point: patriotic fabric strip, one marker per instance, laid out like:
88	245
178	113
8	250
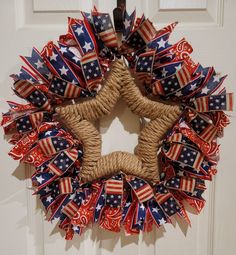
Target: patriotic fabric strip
172	83
114	191
91	69
222	102
183	154
104	28
29	92
63	161
36	63
141	188
67	89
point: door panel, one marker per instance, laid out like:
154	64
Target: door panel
209	26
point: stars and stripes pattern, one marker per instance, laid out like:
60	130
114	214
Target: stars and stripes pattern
63	161
38	66
65	185
128	23
171	84
29	122
52	145
141	188
141	35
91	69
203	128
67	89
103	26
114	191
181	183
29	92
83	35
166	201
223	102
58	65
185	155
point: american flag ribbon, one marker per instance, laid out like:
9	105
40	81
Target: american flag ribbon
65	185
185	155
103	26
140	215
100	203
91	69
181	183
141	35
29	92
202	126
223	102
70	209
53	145
38	66
166	200
156	212
114	191
128	23
141	188
144	66
22	147
166	69
63	161
25	74
84	36
58	64
31	121
67	89
171	84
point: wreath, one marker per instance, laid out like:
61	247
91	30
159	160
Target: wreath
75	82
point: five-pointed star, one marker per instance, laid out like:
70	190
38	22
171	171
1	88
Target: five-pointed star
162	221
162	43
178	94
63	70
193	86
54	56
164	72
87	46
178	67
79	30
47	189
39	64
155	210
127	23
76	59
40	179
63	50
49	199
216	78
205	90
98	207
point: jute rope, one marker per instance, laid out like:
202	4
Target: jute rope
150	140
141	105
104	102
144	164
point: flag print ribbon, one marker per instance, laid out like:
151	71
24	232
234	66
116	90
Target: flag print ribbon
184	154
67	89
223	102
141	188
29	92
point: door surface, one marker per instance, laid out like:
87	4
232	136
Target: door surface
209	25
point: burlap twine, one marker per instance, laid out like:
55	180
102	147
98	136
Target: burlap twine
77	119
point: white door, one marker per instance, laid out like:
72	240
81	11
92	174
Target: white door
209	25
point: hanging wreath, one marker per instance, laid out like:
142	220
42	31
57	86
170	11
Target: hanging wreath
69	85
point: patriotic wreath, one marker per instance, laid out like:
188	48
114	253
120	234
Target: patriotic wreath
69	85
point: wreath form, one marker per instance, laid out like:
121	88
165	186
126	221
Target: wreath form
176	152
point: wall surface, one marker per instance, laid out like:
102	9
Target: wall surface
209	25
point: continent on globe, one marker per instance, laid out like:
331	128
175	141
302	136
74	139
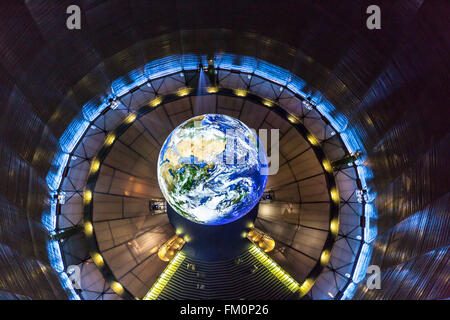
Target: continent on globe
210	169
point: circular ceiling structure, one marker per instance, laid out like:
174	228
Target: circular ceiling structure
113	165
363	147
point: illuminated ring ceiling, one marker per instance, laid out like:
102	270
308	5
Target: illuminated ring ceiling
190	92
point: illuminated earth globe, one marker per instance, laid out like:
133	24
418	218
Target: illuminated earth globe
212	169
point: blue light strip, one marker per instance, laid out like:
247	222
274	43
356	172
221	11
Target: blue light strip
178	63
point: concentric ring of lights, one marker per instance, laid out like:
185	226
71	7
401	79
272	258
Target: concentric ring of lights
62	158
114	134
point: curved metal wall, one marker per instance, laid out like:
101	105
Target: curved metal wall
391	84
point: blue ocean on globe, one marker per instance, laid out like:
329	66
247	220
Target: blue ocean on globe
212	169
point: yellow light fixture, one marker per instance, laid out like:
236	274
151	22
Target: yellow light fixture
327	165
88	228
183	92
110	139
212	89
87	196
240	92
334	195
165	276
95	165
313	140
274	268
334	226
268	103
306	286
155	102
293	119
131	117
98	259
117	287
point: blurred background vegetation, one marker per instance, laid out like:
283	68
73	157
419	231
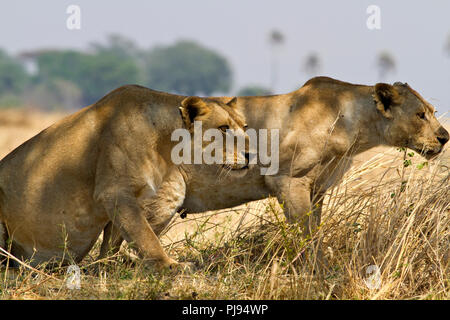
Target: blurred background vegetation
70	79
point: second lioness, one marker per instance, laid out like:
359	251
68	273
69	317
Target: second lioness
321	126
105	163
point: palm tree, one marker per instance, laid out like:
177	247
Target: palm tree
385	64
447	45
276	39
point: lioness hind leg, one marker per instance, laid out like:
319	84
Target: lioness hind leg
112	240
2	236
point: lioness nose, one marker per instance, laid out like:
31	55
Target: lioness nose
442	135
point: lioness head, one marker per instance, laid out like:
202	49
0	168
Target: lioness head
218	133
410	120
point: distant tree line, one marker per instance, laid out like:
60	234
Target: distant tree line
71	78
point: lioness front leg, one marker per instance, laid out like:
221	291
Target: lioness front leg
297	197
123	209
158	209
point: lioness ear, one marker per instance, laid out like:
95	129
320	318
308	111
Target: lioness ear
193	108
386	97
232	103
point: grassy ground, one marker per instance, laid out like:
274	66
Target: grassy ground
391	211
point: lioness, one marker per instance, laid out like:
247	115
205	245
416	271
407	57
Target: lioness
321	126
105	163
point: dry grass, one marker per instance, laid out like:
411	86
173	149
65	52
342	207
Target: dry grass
384	213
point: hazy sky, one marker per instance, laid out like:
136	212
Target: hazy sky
414	32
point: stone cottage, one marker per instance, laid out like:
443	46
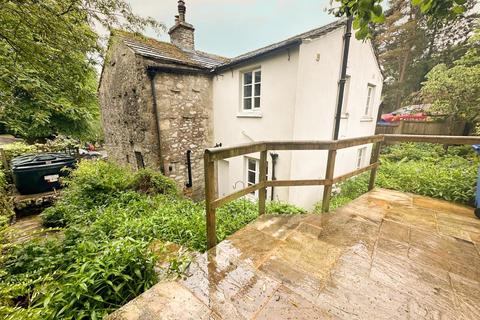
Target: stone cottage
164	103
156	102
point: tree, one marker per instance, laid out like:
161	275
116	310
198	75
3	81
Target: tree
409	44
368	13
48	50
456	90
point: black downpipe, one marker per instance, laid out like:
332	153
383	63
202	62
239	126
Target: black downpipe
343	77
151	75
274	162
189	169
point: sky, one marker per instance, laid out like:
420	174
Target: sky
232	27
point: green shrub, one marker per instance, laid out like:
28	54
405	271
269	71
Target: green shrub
279	207
110	216
151	182
423	169
6	204
103	277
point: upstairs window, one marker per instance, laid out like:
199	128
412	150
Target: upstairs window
251	90
370	98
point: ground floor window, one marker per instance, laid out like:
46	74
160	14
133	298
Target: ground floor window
252	167
361	156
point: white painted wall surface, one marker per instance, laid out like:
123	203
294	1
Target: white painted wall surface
318	74
299	96
274	122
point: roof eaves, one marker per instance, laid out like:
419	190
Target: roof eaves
292	41
242	59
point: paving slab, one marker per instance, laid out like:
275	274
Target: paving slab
386	255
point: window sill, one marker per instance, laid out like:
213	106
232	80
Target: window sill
366	119
249	115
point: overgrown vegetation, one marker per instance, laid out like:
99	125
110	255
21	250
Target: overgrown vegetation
423	169
6	207
110	217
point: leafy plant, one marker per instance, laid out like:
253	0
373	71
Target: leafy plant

::::

— REQUIRED WORK —
In the data above, replace "one marker per instance" with "a single marker for each instance" wherever it appears, and leave everything else unchanged. Return all of the data with that substitution made, and omit the pictures.

— SOLUTION TO THIS EXERCISE —
point: patriotic fabric strip, a single marker for each instance, laid out like:
88	245
178	113
8	250
Target: patriotic fabric strip
172	83
114	191
91	69
222	102
183	154
104	28
29	92
63	161
36	63
141	188
67	89
point: door panel, a single marker for each instance, laid out like:
154	64
Target: door panel
209	26
point: stars and stripes pattern, a single marker for each instance, laid out like:
60	130
114	214
Target: stars and stripes pattern
63	161
38	66
65	185
128	23
171	84
29	122
52	145
141	188
141	35
91	69
203	128
67	89
103	26
114	191
181	183
29	92
83	35
166	201
223	102
58	65
185	155
point: american flag ribbon, a single marker for each instance, laid out like:
9	105
40	81
Target: american flag ribbon
65	185
185	155
103	26
140	215
100	203
91	69
181	183
141	35
29	92
202	126
223	102
70	209
53	145
38	66
166	200
156	212
114	191
128	23
141	188
144	66
22	147
166	69
63	161
25	74
84	36
58	64
31	121
67	89
171	84
point: wreath, a single marker for each instance, laid out like:
61	247
91	30
159	160
Target: wreath
75	82
point: five-pointed star, a single marker for each instance, laid out like:
70	190
38	22
171	171
1	88
Target: five-pointed star
162	221
162	43
178	94
63	70
193	86
54	56
164	72
87	46
178	67
79	30
47	189
39	64
155	210
127	23
76	59
40	179
63	50
49	199
216	78
205	90
98	207
point: jute rope, a single marker for each instance, laid out like:
202	4
Target: jute rope
150	140
141	105
104	102
144	164
point: flag print ribbon, a single marker for each instance, laid out like:
151	71
24	232
234	66
116	90
Target: flag print ribbon
184	154
67	89
223	102
141	188
29	92
point: door surface, a single marker for each instance, laid out like:
87	4
232	136
Target: door surface
209	25
point: burlap twine, a single marker for each instance, laid out like:
55	180
102	147
98	136
Target: burlap twine
77	119
point: white door, a single marker for each instance, laid out like:
72	240
81	11
92	174
Target: white door
209	25
point: hanging wreath, a single marker for each instance, laid out like:
142	220
42	31
57	86
170	11
Target: hanging wreath
69	85
point: patriotic wreath, a single marker for each instance, laid out like:
188	48
114	253
120	234
Target: patriotic wreath
69	85
point: wreath form, a single marker for each instance, laid out like:
121	88
165	186
126	221
Target: wreath form
176	152
point: wall surface, a single marker for each instance, laid out like:
102	9
Target: wall surface
209	25
point: continent on globe, a single marker for each instance, laid out like:
331	128
175	141
302	136
74	139
Target: continent on globe
210	169
point: circular ceiling structure, a single marker for each instance, laid out like:
174	228
Target: circular ceiling structure
113	165
363	147
point: illuminated ring ceiling, a single marker for each instance, laid out like:
102	270
308	5
Target: illuminated ring ceiling
190	92
point: illuminated earth globe, a single marker for each instance, laid out like:
133	24
418	218
Target: illuminated earth globe
212	169
point: blue light strip, a single marker for each instance, laid out like:
247	222
274	43
356	172
221	11
Target: blue light strip
178	63
point: concentric ring of lights, a single marker for each instance, laid out like:
185	226
71	7
401	79
272	258
Target: concentric ring of lights
62	158
114	134
point: curved metal wall, a single marker for each instance, laid out like:
101	105
Target: curved metal wall
391	84
point: blue ocean on globe, a single marker for each instance, laid out like:
329	66
247	220
Target: blue ocean on globe
212	169
point: yellow light fixture, a single marker for each instance, laid out like:
236	274
151	22
Target: yellow light fixture
327	165
88	228
183	92
110	139
212	89
87	196
240	92
334	195
165	276
95	165
313	140
274	268
334	226
268	103
306	286
155	102
293	119
131	117
98	259
117	287
point: blurred background vegetation, a single marker for each instance, laid out like:
283	68
73	157
419	231
Target: blurred background vegetation
70	79
point: second lioness, a single marker for each instance, laid out like:
359	251
68	273
69	317
Target: second lioness
321	126
105	163
point: palm tree, a single marker for each instance, laid out like:
177	247
Target: palm tree
385	64
447	45
276	39
point: lioness hind leg, a single marker for each instance, laid out like:
319	84
Target: lioness hind leg
112	240
2	236
point: lioness nose, a single marker for each instance, laid out like:
31	55
Target: lioness nose
442	135
point: lioness head, a single marker for each instance, laid out like:
202	49
0	168
Target: lioness head
218	133
410	120
point: distant tree line, a single marker for each instance, laid out like:
60	234
Target: distant tree line
71	78
point: lioness front leg, a single marker for each instance, laid out like:
221	291
Target: lioness front leg
297	197
123	209
158	209
point: lioness ear, a single marker for each instance, laid out like:
95	129
320	318
308	111
Target: lioness ear
193	108
386	97
232	103
point: grassy ground, a single marker for each instance, laid out like:
274	66
Target: grassy ground
391	211
point: lioness, a single marker for each instance, laid out like:
247	115
205	245
416	271
407	57
Target: lioness
321	126
105	163
point: dry grass, a single marker for each instance, laid out like:
411	86
173	149
65	52
342	207
Target: dry grass
384	213
point: hazy sky, a single marker for each instance, laid out like:
136	212
Target: hazy sky
414	32
point: stone cottage, a single marker for each instance, laid out like:
443	46
Target: stone cottage
164	103
156	102
point: tree, a single marker for each instance, laid out like:
161	275
116	310
198	75
3	81
Target: tree
409	44
368	13
48	50
456	90
point: black downpipe, a single marker for each instance, laid out like:
332	153
383	63
202	62
239	126
Target: black downpipe
343	77
151	75
274	162
189	169
point: sky, a single marker for each instance, laid out like:
420	174
Target: sky
232	27
point: green shrub, a single marker for each instance, laid out like:
28	54
405	271
269	71
Target: green shrub
279	207
110	216
151	182
423	169
6	204
103	277
point: upstairs window, a single marker for each instance, laid out like:
199	128
412	150
Target: upstairs window
251	90
370	98
point: ground floor window, a single marker for each instance, laid out like:
46	74
160	14
133	298
Target: ground floor window
252	167
361	156
point: white painted wall surface, a single marker for each instance, laid out like:
123	203
294	1
Target: white painted wall surface
318	74
299	96
274	122
point: roof eaves, a single marker for each instance, laid out like:
419	190
Target: roof eaves
292	41
242	59
point: paving slab, a single marker for each instance, laid out like:
275	274
Target: paving slab
386	255
point: window sill, a single marker for each instance, laid out like:
213	106
232	80
Target: window sill
366	119
249	115
point: overgrown vegetation, a single marker for each instance, laid out like:
99	125
110	255
21	250
Target: overgrown vegetation
423	169
6	207
110	217
point: leafy plant, a single marker for each instance, laid out like:
253	0
373	71
Target: leafy plant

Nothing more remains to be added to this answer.